[Stored records]
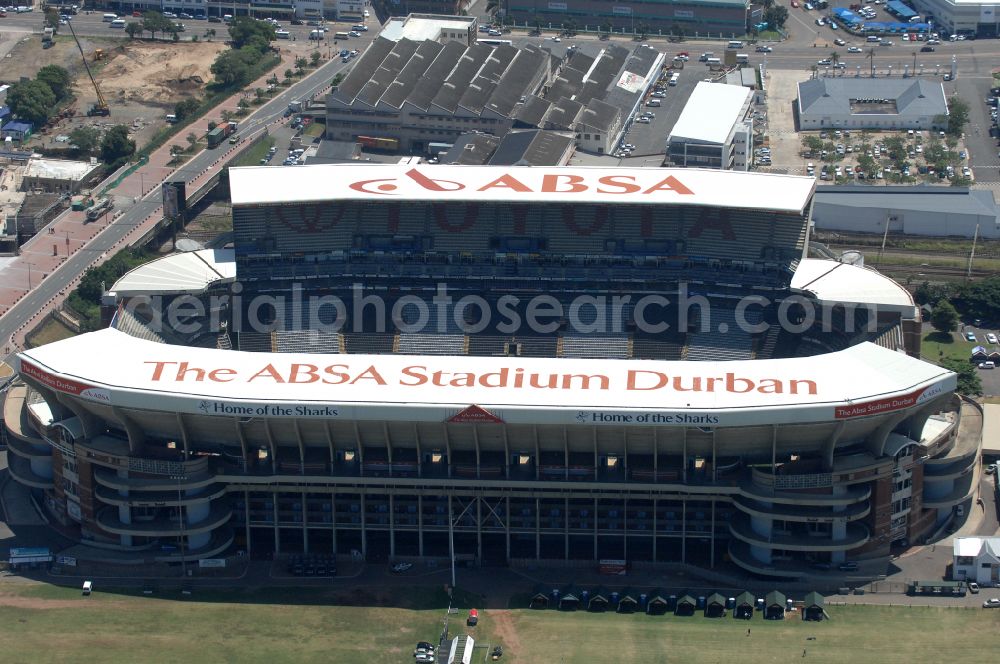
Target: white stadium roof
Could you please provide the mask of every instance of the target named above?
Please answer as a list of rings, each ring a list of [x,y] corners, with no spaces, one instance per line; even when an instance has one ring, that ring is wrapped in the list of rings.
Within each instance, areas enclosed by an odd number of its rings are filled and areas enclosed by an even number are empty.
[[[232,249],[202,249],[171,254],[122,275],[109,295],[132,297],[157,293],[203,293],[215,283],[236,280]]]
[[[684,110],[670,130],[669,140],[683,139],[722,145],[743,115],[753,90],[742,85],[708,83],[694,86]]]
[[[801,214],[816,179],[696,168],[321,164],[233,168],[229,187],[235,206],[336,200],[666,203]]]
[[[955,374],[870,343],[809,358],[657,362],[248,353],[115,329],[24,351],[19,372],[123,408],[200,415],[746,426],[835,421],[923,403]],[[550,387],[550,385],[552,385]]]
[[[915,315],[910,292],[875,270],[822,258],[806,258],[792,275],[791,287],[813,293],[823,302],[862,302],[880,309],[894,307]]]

What this task involves ->
Copy the lines above exactly, beginning at the line that has "Could you please" and stopping after the line that has "Please answer as", and omit the rest.

Solution to the exercise ->
Could you please provide the mask of every instance of the target named above?
Please answer as a list of rings, each ring a list of [x,y] corners, with no spaces, one instance per line; even when an instance has one ring, that ring is wrapped in the list of rings.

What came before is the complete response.